> _DIRECTIONS_
Every line of the records that holds the word "below" should be copied out.
========
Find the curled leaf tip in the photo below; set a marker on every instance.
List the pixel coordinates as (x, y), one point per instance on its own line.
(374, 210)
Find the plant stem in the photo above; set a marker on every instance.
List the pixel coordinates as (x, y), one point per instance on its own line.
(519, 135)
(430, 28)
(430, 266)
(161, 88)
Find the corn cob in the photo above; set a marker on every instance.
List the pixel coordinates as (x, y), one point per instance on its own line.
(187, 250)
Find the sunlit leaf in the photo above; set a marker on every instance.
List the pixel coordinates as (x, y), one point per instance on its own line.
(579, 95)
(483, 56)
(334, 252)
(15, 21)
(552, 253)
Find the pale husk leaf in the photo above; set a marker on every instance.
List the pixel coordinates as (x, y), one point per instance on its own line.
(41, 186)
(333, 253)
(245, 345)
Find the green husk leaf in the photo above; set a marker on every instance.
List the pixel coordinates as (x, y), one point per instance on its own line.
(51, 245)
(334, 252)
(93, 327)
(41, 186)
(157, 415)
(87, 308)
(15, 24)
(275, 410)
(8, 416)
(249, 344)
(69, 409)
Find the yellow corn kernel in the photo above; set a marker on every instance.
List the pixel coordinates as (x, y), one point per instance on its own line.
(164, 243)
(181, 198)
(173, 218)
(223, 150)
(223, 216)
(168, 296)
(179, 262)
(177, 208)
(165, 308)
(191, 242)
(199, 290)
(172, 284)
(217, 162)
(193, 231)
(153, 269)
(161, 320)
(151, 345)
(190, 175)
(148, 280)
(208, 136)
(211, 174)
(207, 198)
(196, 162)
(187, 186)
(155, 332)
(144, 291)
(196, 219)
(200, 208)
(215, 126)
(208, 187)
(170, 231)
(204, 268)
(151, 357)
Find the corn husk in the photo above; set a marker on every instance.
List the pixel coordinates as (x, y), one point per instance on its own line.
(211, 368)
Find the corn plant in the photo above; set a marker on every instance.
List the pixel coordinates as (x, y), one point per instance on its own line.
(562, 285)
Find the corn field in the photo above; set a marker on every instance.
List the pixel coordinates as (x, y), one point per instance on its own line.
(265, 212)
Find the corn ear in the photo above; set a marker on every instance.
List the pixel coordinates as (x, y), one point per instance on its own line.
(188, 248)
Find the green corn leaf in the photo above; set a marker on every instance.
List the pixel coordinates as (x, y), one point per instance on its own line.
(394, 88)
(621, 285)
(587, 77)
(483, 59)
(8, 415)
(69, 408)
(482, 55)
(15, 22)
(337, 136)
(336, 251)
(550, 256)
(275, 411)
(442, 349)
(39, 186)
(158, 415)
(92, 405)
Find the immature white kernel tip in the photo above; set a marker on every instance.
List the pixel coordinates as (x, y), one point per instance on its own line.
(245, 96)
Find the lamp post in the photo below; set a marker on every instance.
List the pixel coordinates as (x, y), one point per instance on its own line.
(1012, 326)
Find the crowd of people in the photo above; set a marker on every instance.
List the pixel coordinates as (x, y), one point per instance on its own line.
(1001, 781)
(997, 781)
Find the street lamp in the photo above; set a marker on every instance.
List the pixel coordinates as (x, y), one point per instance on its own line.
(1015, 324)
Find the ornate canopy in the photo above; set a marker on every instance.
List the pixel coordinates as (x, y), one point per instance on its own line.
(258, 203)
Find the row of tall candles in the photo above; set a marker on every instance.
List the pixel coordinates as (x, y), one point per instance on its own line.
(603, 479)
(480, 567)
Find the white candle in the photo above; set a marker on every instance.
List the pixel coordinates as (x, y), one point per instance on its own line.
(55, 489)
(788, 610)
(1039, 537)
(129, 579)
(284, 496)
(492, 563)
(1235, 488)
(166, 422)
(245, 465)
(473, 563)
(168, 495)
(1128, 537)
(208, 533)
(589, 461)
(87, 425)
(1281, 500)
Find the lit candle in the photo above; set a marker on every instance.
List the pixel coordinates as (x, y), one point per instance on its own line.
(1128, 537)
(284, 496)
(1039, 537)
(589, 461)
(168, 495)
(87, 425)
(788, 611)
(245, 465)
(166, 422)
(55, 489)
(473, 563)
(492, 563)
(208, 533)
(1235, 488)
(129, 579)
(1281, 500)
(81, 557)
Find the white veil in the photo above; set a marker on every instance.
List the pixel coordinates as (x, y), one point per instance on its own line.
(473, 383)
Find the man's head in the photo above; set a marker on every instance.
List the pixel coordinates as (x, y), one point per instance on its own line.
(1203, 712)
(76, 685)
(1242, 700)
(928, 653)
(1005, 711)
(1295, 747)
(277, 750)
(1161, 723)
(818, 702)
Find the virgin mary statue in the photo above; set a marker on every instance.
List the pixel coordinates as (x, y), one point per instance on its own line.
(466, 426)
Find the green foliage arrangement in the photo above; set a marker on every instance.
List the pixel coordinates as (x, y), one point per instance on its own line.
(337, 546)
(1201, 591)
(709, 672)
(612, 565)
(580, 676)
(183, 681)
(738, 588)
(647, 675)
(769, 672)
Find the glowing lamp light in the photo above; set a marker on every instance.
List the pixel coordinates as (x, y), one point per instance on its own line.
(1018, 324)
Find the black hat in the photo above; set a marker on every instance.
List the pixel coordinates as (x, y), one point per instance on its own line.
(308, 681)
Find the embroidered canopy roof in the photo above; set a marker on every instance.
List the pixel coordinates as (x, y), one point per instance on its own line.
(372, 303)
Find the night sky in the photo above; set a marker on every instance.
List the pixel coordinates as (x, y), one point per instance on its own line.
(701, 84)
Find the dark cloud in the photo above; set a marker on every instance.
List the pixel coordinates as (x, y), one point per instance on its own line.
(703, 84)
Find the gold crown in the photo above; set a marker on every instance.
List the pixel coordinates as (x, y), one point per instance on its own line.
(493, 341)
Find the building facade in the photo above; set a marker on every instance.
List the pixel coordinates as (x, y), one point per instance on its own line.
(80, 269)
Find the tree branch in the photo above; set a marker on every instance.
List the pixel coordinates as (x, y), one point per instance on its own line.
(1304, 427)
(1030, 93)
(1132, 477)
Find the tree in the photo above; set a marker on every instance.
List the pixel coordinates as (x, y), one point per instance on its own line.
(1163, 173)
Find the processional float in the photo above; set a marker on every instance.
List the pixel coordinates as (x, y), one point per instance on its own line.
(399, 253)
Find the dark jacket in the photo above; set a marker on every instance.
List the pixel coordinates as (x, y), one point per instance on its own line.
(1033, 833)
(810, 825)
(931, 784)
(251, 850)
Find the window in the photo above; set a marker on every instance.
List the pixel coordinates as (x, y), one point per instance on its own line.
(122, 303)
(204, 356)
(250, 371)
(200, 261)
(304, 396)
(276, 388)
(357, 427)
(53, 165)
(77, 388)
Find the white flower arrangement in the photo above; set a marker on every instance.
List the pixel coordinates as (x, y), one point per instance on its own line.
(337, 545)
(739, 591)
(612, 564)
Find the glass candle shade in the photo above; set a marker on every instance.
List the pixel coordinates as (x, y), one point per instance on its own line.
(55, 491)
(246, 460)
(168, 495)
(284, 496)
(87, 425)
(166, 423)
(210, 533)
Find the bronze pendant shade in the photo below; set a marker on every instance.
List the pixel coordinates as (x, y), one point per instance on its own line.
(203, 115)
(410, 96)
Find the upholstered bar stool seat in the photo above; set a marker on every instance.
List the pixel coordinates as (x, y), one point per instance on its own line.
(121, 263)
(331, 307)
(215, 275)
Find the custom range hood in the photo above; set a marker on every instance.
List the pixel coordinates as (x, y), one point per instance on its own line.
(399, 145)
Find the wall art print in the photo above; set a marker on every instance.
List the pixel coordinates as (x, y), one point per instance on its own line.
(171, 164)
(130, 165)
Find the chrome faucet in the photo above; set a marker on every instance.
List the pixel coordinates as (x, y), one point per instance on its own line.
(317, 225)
========
> _EXERCISE RESPONSE_
Find the curled leaf tip in the photo below; set a marker on every instance.
Find the lamp post in the photo below; set a marker on every instance.
Find the bronze pendant shade in the photo below; set a marker on every instance.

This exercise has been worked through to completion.